▸ What you will do
How many of the lines below contain the string "fence"? Letter case matters. Reply with the number alone.

▸ Listed records
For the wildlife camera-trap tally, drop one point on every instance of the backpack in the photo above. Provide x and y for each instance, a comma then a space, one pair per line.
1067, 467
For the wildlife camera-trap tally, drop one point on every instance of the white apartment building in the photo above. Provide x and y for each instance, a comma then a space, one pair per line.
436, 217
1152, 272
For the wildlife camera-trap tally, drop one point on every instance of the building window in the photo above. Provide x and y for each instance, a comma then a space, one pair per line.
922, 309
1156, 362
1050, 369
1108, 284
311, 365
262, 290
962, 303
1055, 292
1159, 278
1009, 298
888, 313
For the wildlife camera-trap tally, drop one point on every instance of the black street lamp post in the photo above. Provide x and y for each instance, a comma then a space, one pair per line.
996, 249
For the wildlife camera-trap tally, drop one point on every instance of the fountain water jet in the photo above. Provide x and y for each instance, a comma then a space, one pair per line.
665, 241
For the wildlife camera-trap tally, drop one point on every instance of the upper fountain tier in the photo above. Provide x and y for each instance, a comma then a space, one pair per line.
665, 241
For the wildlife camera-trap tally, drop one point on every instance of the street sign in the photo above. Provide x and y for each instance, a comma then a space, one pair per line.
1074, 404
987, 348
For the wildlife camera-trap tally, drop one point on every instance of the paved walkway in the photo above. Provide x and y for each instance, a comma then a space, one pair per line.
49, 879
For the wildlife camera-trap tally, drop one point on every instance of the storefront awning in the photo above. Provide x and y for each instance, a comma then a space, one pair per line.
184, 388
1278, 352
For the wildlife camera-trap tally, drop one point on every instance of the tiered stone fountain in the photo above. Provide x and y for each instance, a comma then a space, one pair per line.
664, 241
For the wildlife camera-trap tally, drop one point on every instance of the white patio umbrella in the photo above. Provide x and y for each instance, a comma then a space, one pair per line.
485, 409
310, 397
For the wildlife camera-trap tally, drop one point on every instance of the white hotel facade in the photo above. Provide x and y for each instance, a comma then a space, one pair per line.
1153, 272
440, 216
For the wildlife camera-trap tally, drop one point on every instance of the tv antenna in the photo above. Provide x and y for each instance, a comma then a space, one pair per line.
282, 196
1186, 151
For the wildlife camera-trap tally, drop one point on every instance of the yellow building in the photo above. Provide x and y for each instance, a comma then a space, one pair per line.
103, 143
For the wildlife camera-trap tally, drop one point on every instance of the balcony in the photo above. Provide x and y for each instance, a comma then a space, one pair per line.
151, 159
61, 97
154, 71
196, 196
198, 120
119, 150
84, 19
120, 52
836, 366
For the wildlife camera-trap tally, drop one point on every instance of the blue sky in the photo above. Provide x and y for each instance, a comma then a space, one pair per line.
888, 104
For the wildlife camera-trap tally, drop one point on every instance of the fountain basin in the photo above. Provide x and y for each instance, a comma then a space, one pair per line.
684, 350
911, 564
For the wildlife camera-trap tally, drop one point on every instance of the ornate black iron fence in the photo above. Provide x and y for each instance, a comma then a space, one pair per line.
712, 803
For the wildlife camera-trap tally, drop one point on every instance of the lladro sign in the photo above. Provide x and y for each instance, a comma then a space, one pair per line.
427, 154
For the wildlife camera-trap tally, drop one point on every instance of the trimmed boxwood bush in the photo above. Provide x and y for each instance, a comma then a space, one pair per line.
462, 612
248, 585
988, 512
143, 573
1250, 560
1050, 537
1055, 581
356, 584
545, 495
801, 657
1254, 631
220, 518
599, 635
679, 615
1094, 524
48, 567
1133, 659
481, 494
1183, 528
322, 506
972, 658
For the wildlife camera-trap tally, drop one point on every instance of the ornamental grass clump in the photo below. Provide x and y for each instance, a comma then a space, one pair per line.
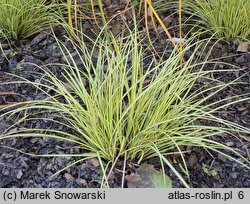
227, 19
126, 107
23, 18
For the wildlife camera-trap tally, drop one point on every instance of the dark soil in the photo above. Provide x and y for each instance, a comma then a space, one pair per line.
19, 167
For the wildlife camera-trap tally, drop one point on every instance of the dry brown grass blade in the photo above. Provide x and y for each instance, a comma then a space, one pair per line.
10, 93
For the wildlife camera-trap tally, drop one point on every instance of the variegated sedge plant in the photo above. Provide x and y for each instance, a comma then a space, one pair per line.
132, 110
226, 19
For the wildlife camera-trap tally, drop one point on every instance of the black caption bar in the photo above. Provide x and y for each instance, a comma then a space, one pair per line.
126, 196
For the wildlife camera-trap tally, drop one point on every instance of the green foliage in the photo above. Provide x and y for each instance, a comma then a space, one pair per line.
134, 109
227, 19
23, 18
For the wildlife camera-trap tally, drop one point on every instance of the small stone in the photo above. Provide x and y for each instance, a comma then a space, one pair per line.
241, 59
222, 157
94, 162
69, 177
234, 175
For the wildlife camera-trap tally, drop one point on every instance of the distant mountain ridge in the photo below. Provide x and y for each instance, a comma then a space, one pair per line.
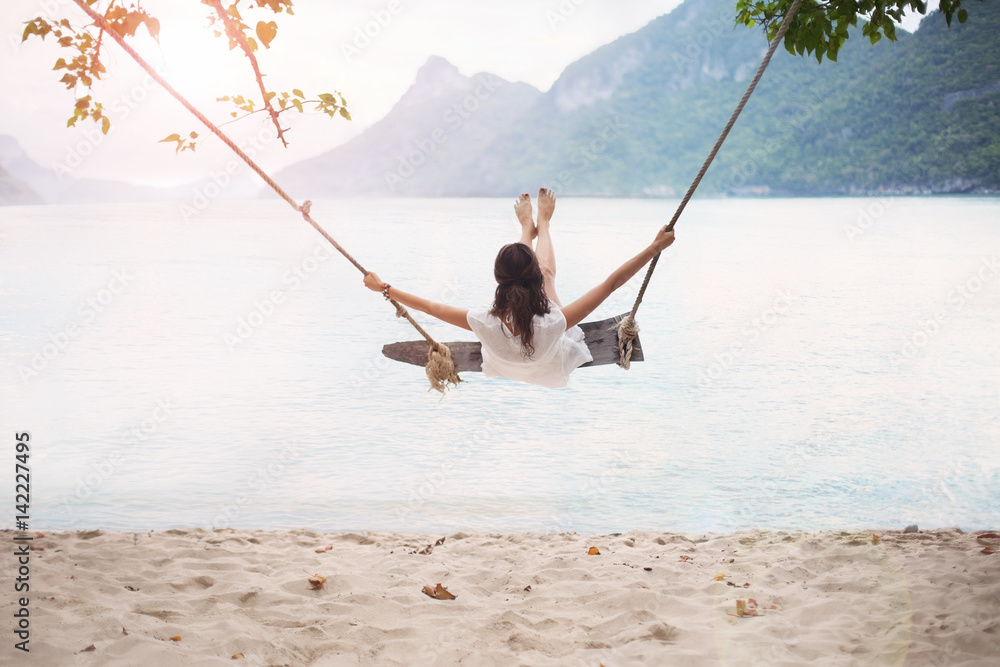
425, 142
638, 116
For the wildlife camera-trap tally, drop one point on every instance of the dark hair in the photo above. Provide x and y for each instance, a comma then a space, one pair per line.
520, 292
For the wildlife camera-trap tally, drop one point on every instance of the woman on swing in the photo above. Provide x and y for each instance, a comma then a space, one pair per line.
528, 334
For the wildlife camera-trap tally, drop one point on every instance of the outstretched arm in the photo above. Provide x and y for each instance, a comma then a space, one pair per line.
586, 304
443, 312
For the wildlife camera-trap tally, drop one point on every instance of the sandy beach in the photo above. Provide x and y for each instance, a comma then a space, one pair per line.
197, 597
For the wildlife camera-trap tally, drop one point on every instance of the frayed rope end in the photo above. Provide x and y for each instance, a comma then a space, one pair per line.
628, 331
441, 368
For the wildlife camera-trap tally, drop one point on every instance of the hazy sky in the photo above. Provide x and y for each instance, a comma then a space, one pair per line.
318, 50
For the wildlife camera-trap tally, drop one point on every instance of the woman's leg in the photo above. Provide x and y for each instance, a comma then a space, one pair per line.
546, 254
522, 208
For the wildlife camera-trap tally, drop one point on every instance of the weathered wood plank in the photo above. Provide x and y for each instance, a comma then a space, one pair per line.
601, 338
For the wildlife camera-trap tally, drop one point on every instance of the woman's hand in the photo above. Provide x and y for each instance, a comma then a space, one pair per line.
663, 239
373, 282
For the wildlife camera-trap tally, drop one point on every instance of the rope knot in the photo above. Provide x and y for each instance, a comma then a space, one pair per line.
441, 368
628, 330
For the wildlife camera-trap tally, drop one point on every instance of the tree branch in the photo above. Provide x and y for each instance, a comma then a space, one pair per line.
236, 35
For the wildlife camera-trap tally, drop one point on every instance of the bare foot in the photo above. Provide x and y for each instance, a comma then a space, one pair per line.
522, 208
546, 205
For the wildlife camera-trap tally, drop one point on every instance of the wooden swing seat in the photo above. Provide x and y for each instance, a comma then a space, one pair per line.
601, 337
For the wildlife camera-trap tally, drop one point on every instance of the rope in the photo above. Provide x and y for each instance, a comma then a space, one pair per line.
440, 368
627, 328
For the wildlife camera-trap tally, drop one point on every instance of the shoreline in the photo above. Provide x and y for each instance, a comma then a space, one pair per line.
919, 598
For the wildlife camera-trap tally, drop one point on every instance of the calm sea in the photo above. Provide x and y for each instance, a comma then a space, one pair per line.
811, 364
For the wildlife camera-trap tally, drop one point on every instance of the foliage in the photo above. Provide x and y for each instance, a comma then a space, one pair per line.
83, 65
821, 27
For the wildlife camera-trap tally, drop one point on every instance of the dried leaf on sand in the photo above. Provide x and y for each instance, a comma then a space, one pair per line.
429, 548
439, 592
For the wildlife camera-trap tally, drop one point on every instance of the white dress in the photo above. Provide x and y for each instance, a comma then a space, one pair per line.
558, 351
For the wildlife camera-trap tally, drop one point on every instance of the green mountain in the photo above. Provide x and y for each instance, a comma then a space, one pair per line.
639, 115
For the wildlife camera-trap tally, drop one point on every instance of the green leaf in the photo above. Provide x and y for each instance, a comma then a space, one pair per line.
266, 32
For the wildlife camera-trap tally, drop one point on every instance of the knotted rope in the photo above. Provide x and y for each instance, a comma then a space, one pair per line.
627, 328
440, 367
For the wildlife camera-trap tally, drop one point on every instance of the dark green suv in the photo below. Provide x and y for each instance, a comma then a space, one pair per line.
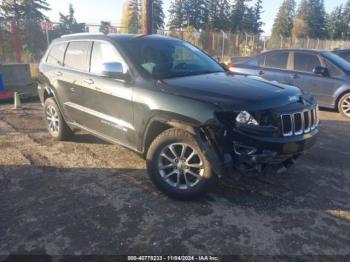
164, 98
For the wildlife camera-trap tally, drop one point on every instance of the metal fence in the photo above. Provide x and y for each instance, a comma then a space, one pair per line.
219, 44
227, 45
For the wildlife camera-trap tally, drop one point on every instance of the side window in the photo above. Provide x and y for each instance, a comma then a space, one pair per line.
277, 60
258, 61
332, 69
103, 53
56, 54
305, 62
77, 56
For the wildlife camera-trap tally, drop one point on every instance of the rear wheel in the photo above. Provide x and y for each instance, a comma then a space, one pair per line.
344, 105
177, 166
56, 125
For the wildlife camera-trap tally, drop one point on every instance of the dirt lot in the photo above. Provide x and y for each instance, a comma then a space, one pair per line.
90, 197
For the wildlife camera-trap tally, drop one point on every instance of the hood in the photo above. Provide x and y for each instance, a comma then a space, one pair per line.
232, 91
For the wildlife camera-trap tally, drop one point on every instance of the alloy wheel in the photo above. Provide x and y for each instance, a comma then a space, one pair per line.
345, 106
180, 166
53, 119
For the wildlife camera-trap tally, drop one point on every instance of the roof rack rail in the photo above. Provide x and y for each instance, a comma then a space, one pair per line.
81, 34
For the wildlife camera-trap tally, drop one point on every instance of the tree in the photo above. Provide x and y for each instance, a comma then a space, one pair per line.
313, 13
27, 15
158, 15
283, 23
188, 13
346, 20
133, 16
299, 28
33, 37
335, 23
104, 27
176, 14
258, 24
69, 25
238, 20
219, 15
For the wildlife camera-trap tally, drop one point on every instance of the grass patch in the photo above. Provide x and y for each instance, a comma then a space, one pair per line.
24, 91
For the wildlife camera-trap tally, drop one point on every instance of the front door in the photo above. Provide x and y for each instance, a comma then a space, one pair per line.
322, 87
108, 101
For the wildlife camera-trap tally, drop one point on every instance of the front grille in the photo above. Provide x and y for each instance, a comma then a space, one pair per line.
299, 123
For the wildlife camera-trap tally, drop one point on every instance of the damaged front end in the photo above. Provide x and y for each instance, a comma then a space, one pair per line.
245, 144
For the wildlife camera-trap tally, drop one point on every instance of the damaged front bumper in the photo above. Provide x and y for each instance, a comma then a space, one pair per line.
241, 154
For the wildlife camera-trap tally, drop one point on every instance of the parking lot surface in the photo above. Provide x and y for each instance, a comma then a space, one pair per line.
86, 196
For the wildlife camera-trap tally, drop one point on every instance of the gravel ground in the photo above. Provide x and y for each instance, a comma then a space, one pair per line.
89, 197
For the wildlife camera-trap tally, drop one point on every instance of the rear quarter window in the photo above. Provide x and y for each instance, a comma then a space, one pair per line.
56, 54
77, 56
277, 60
304, 62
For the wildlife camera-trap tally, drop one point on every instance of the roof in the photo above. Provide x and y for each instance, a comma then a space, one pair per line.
297, 49
115, 37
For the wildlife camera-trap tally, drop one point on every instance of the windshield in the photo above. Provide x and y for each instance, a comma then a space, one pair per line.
337, 60
163, 59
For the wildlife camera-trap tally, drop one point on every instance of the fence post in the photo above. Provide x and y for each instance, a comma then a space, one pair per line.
281, 46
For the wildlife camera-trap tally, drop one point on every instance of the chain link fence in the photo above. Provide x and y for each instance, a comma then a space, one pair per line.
218, 44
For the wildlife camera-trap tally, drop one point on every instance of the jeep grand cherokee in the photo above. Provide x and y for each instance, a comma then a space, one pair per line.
164, 98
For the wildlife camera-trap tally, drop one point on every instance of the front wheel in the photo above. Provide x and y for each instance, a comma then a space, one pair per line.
56, 125
177, 166
344, 105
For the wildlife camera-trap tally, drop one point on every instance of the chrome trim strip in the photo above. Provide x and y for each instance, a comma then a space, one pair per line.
312, 117
119, 123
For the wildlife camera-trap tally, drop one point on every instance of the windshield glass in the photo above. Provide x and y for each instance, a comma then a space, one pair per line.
162, 59
337, 60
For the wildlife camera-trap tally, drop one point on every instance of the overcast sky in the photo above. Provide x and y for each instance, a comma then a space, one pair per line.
93, 11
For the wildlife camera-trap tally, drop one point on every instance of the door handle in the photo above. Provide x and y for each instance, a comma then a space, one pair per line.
295, 76
89, 81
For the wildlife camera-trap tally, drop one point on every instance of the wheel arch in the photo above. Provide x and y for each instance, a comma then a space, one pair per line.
344, 92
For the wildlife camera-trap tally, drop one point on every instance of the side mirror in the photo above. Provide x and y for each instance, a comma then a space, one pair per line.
319, 70
224, 66
113, 70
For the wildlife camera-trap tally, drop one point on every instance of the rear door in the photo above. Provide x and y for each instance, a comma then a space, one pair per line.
320, 86
109, 101
76, 67
276, 67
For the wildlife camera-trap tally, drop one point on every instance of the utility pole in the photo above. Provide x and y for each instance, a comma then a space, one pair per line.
147, 17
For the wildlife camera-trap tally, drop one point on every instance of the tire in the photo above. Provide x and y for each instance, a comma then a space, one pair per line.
344, 105
56, 125
190, 179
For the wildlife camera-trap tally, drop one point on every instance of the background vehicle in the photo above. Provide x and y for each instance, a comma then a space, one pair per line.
320, 73
169, 101
343, 53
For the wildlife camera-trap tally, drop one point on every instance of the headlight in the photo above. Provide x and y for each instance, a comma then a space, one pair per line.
244, 118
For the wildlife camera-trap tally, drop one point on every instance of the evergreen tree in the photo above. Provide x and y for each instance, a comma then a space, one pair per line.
28, 15
104, 27
335, 23
219, 15
313, 13
317, 19
158, 15
283, 23
134, 9
177, 15
189, 13
257, 25
239, 10
346, 20
69, 25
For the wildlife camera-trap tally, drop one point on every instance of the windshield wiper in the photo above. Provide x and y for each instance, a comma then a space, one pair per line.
190, 74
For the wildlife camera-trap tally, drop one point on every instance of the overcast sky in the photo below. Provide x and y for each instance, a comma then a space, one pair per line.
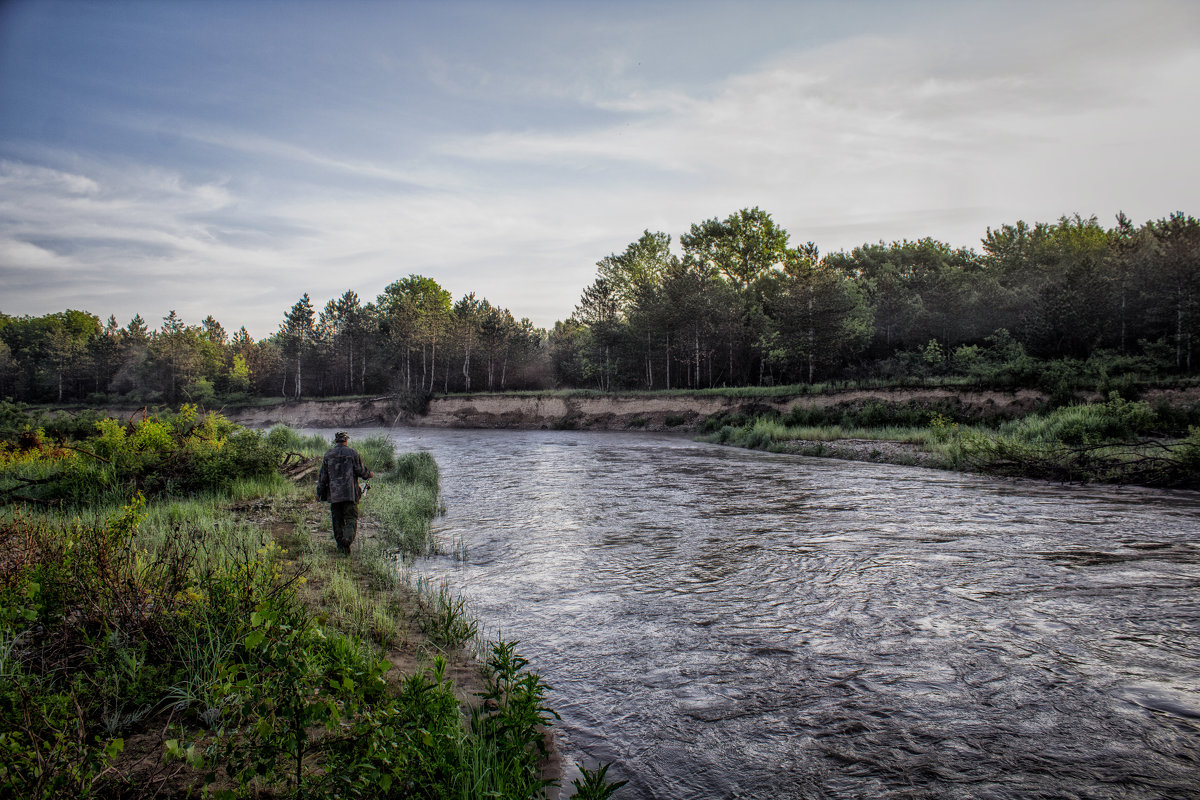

▸ Written reply
4